*Task requirements*
Copy out, word for word, the lines starting at the one that contains "collar. Keep to one point per instance." and ending at the last line of the items, including both of those lines.

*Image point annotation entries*
-- Begin --

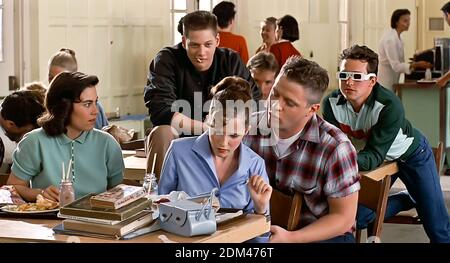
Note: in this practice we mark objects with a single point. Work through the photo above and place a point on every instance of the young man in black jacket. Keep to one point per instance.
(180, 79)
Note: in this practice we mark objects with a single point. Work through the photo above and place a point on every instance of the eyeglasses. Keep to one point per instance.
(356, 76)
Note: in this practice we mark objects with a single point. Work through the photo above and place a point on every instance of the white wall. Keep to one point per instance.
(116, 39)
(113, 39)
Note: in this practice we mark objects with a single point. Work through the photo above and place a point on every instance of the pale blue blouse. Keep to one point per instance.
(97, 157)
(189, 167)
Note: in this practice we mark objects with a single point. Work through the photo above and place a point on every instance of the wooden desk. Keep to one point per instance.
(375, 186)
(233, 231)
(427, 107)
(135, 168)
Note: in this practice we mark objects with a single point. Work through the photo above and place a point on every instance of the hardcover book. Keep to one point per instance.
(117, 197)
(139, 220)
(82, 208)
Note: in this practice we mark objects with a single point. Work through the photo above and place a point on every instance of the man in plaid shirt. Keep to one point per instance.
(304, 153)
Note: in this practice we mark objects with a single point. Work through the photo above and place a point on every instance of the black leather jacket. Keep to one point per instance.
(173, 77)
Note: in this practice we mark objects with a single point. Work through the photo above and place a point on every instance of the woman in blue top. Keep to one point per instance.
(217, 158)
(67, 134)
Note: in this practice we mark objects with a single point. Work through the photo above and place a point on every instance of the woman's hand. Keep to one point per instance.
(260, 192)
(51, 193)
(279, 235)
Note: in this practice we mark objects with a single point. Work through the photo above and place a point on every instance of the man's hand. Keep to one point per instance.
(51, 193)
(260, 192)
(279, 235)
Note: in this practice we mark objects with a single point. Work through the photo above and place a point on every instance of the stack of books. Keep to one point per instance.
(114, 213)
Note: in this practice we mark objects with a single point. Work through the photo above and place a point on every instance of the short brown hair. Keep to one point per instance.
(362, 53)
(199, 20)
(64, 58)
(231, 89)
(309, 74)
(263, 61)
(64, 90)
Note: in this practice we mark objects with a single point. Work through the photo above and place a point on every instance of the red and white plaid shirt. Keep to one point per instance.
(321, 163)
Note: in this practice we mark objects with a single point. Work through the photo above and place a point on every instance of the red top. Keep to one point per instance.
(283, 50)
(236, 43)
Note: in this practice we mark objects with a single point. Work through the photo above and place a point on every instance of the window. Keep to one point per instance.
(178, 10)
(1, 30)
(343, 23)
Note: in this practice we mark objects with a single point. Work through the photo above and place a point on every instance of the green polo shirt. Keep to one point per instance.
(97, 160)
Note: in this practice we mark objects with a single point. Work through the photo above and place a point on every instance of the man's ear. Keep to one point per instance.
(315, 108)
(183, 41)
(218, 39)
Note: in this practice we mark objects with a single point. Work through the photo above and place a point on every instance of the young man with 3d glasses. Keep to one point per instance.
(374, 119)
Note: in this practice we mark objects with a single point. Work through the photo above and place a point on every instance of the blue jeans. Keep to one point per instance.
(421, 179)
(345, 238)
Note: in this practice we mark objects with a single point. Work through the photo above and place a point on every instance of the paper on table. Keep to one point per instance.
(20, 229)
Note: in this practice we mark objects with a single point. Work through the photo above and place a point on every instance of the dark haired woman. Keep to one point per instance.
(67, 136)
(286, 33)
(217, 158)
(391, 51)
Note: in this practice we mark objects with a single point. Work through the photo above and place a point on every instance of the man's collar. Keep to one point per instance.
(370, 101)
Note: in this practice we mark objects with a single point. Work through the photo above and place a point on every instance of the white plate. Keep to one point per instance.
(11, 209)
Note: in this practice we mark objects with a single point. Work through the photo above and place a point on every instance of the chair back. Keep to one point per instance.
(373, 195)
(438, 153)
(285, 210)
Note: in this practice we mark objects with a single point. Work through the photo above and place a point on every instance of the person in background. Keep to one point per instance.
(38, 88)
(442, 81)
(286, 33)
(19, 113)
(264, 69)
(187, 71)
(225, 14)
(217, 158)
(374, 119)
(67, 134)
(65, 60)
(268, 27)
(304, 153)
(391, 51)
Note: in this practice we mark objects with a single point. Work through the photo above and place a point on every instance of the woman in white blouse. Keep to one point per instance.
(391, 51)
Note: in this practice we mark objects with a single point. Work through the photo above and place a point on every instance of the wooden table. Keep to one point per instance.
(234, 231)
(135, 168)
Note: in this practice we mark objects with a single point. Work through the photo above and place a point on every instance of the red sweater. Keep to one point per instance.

-- End --

*Response below*
Note: in this practice we mark objects with a single point. Work through the photo above and place a point on every instance of the man's collar. Keep to one point per instance.
(370, 101)
Note: in this practice we mark objects with a single point. Work through the photo above and place a point on every instance of the white plate. Keep to one point per instance.
(11, 209)
Note: in this practice we mark objects with a single point. Work through the photo above and place a point on every instance of the chair back. Keep to one point per instance.
(373, 195)
(438, 153)
(285, 210)
Note: in this practice we mark objects with a single point. Work through the photo above and place a point on every instance of the person in background. Keep to one point per instance.
(38, 88)
(442, 81)
(286, 33)
(19, 113)
(264, 69)
(187, 71)
(225, 14)
(217, 158)
(374, 119)
(67, 134)
(65, 60)
(268, 27)
(304, 153)
(391, 51)
Note: in this practice we mark objects with a single point. Work through the photo above and place a point on every instance of the woman in white blouse. Keep to one point per instance.
(391, 51)
Note: in this practice we mark objects with a single point. Work through the photo above and place a point on every instance of the wooden table. Keep to one point per instance.
(234, 231)
(135, 168)
Note: in this practice we mark objects with a single point. Work through the photo above and place a point on every instance of the red sweater. Keep to one point per instance.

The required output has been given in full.